>> Start EXERCISE MATERIALS

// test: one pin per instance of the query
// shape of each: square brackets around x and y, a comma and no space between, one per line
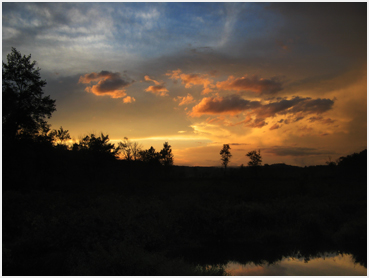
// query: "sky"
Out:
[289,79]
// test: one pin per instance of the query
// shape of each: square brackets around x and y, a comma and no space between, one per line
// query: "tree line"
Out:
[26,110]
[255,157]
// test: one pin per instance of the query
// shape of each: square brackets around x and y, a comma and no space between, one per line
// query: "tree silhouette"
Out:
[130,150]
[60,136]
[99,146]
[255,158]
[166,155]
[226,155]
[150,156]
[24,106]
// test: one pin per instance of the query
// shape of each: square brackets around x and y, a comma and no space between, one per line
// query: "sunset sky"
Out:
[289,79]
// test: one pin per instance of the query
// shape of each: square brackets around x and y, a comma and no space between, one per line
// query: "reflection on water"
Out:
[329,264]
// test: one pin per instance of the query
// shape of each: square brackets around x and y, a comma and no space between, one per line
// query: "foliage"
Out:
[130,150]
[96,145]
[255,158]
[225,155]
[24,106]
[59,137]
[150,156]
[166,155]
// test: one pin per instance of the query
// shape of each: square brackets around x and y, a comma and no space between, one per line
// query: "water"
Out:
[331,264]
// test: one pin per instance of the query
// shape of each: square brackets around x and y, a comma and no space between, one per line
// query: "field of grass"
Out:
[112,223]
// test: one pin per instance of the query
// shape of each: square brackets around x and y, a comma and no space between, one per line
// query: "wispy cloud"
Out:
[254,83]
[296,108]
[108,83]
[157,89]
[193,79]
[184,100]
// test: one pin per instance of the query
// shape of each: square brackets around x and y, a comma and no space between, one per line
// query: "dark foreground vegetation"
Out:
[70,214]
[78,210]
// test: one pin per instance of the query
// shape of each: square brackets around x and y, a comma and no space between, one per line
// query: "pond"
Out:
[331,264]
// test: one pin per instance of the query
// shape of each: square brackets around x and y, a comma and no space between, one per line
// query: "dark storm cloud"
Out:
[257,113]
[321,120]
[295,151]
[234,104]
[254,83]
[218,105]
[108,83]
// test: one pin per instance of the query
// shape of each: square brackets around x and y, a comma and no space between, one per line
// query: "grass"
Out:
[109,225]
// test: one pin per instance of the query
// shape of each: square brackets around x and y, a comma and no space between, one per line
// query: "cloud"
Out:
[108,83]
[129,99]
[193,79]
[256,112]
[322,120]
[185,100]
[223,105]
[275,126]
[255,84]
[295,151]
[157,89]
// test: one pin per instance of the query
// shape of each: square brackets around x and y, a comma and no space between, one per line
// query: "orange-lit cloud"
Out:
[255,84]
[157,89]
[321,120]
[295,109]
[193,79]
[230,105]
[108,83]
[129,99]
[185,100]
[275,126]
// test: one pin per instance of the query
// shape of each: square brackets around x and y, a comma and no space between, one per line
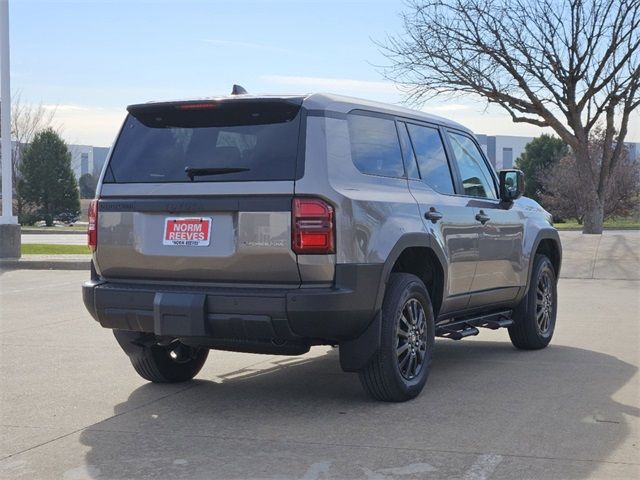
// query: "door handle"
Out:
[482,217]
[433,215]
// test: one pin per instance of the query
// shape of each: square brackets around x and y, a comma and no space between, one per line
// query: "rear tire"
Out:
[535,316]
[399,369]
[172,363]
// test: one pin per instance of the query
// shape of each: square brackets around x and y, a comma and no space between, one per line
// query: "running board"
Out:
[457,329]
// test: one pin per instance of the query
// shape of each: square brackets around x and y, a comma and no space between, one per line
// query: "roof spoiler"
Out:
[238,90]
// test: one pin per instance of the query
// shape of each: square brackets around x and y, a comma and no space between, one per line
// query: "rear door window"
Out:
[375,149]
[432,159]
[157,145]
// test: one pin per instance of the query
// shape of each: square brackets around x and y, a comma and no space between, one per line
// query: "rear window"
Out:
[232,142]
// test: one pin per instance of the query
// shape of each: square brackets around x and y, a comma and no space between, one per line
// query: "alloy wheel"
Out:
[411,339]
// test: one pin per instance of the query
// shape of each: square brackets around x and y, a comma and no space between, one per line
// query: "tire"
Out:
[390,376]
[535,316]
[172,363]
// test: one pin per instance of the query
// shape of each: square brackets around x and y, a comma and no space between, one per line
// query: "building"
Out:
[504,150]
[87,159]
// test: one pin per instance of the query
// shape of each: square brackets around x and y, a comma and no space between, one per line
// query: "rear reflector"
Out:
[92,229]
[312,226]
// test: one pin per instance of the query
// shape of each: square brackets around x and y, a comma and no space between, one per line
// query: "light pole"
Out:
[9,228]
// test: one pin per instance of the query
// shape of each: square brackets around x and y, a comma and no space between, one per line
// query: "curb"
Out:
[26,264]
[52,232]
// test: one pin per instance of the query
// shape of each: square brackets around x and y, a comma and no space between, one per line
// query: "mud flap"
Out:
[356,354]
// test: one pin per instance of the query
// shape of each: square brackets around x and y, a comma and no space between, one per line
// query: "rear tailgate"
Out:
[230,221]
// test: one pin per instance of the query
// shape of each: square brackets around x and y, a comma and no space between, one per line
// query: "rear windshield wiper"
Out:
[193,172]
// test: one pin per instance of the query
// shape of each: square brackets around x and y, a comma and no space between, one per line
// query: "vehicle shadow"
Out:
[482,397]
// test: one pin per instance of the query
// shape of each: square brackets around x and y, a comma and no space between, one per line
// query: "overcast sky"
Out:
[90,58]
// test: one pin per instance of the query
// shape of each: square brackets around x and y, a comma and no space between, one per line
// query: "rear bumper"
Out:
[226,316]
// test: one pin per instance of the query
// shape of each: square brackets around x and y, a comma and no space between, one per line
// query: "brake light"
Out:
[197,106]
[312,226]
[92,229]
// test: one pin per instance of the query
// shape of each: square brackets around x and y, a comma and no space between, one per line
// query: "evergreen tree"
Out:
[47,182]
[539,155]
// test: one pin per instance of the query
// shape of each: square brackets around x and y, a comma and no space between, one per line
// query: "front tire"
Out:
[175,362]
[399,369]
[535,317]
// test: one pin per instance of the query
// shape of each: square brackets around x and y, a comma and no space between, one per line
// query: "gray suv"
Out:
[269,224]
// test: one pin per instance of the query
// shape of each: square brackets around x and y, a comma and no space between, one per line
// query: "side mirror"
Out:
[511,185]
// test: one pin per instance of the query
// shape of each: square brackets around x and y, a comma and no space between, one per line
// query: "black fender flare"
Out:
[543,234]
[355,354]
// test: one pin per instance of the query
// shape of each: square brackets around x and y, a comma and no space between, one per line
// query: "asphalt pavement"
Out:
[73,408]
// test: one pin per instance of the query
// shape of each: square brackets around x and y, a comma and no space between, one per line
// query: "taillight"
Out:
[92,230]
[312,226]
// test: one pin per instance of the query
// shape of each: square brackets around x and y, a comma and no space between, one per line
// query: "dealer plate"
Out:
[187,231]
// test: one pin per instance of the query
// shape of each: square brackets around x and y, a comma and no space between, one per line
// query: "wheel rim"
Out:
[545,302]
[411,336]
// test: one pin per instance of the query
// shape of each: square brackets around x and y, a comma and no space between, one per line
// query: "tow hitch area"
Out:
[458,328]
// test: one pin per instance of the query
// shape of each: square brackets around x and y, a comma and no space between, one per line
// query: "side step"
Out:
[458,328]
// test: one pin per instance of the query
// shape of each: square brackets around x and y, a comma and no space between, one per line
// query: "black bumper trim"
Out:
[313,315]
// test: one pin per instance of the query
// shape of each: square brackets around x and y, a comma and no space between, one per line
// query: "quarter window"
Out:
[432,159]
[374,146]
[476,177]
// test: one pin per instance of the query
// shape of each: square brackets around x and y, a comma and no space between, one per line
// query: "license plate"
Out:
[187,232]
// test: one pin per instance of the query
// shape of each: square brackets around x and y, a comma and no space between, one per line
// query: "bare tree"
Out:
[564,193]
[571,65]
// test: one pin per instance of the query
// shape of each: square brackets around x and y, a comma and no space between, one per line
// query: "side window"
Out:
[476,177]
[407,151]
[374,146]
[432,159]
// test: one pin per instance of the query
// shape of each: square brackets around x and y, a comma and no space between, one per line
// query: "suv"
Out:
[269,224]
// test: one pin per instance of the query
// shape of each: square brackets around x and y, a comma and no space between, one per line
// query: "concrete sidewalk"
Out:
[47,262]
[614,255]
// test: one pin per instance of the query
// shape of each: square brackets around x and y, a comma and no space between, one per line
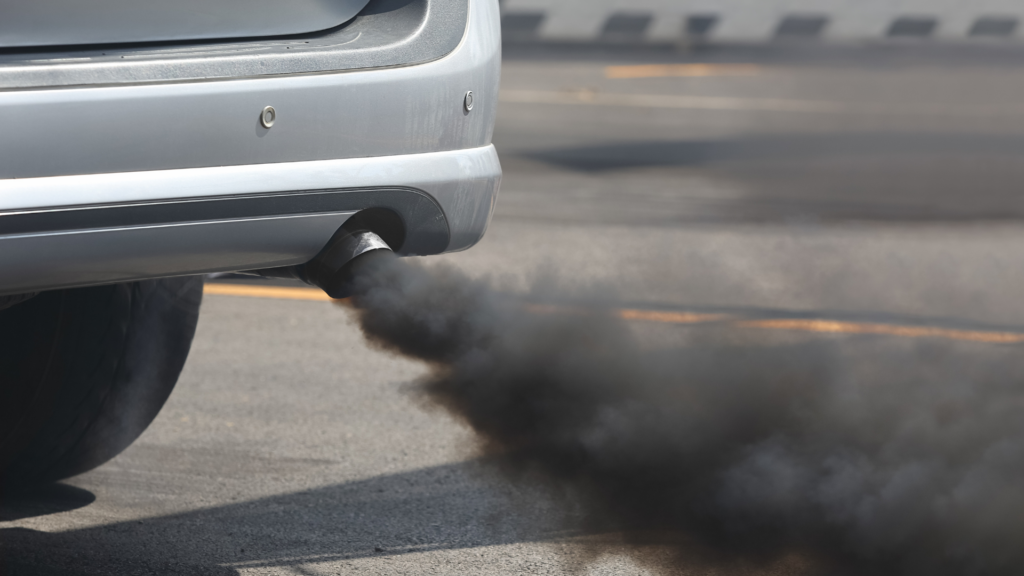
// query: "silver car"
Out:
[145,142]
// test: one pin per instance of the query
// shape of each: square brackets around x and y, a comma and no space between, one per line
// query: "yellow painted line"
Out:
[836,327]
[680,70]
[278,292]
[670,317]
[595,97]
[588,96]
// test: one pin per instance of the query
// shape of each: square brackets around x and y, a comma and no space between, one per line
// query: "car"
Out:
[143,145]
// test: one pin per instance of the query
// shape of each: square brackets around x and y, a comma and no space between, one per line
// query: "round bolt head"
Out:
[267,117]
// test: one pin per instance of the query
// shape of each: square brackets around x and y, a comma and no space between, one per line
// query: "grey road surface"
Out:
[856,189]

>> End EXERCISE MATERIALS

Extract each line in the rows above that contains the string "tree". Matching is case-sensitive.

> **TASK RESPONSE**
// query: "tree line"
// query: "tree silhouette"
// query: "evergreen tree"
// query: "bare tree"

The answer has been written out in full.